(Location labeling records)
"""

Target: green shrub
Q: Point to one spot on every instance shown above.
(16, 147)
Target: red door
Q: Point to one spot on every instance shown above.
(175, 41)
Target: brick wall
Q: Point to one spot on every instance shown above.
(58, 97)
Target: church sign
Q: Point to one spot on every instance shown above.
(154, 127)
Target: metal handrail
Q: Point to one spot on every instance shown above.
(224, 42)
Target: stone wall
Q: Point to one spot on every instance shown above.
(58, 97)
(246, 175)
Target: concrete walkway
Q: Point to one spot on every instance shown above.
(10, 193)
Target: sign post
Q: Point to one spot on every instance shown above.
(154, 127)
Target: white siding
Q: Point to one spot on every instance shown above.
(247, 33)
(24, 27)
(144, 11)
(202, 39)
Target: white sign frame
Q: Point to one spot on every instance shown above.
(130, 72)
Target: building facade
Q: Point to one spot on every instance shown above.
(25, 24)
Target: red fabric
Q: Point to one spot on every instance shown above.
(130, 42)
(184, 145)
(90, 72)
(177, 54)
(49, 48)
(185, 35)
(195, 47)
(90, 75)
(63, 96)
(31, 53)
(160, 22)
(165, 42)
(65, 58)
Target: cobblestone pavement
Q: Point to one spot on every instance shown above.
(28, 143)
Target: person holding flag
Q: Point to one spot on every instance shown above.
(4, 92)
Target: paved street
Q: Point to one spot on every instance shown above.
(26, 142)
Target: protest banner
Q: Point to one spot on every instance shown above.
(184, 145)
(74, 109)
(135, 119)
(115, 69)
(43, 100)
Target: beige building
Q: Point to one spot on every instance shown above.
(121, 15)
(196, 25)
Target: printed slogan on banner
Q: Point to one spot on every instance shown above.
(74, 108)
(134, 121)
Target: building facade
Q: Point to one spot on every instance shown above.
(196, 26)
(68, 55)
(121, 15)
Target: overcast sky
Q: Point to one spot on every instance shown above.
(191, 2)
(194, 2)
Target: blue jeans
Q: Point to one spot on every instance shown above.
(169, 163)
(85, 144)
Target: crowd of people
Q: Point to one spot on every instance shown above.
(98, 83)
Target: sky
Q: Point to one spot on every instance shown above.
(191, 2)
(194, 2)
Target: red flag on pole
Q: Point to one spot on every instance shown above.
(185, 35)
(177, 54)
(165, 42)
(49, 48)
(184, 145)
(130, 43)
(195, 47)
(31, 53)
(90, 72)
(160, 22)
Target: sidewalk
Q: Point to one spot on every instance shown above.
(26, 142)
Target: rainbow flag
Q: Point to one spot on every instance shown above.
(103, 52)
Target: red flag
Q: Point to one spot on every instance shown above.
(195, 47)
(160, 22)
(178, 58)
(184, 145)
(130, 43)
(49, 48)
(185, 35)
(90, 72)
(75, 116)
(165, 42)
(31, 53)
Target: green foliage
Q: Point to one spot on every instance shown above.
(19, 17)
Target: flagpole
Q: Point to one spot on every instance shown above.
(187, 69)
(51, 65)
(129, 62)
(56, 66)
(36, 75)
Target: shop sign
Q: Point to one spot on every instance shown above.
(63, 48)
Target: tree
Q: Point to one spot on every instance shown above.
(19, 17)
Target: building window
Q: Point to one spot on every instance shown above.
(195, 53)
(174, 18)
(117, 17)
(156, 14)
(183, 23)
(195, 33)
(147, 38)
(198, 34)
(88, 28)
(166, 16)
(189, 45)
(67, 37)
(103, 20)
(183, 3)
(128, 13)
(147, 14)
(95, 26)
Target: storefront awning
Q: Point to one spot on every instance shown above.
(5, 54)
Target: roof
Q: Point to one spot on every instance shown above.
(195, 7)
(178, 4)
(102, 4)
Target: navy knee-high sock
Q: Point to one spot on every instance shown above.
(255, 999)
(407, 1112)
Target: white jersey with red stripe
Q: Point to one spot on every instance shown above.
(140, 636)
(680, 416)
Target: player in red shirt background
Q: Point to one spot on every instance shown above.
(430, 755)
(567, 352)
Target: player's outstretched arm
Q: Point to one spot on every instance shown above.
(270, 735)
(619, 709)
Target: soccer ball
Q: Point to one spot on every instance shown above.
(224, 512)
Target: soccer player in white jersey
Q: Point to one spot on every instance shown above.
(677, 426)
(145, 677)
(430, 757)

"""

Problem details: Rewrite the rows from the line holding "Target: shop sign" through the last row, inclusive, swapping "soccer" for "football" and leaving everything else unchanged.

Correct result:
Target: shop sign
Q: Point to one spot on every instance shown above.
(63, 48)
Target: tree
Q: Point to one spot on every instance shown above.
(19, 17)
Target: building window
Q: Point to one spot on every instance shown above.
(195, 53)
(174, 18)
(117, 17)
(156, 14)
(183, 23)
(195, 33)
(147, 38)
(198, 34)
(88, 28)
(166, 16)
(189, 45)
(67, 37)
(103, 20)
(183, 3)
(128, 13)
(147, 14)
(95, 26)
Target: storefront awning
Q: Point to one spot on every instance shown above.
(5, 54)
Target: roof
Q: Point to one spot on every instance shown above.
(195, 7)
(178, 4)
(102, 4)
Target: navy knee-high sock
Q: Point to one spot on every instance shown above.
(255, 999)
(407, 1112)
Target: white jersey with red stripe
Q: Point to one spot on every instance shown above.
(140, 636)
(680, 416)
Target: player in red shirt background
Q: Point to one spot on every instance shown above.
(430, 755)
(567, 352)
Target: player's outstretched arm
Q: Point to one spot on every instance shown above.
(270, 735)
(619, 709)
Target: football ball
Q: Point to one spot on every instance shown above.
(224, 512)
Target: football player in white jersey
Q: Point to one spot on every instance shown above.
(677, 426)
(145, 677)
(430, 757)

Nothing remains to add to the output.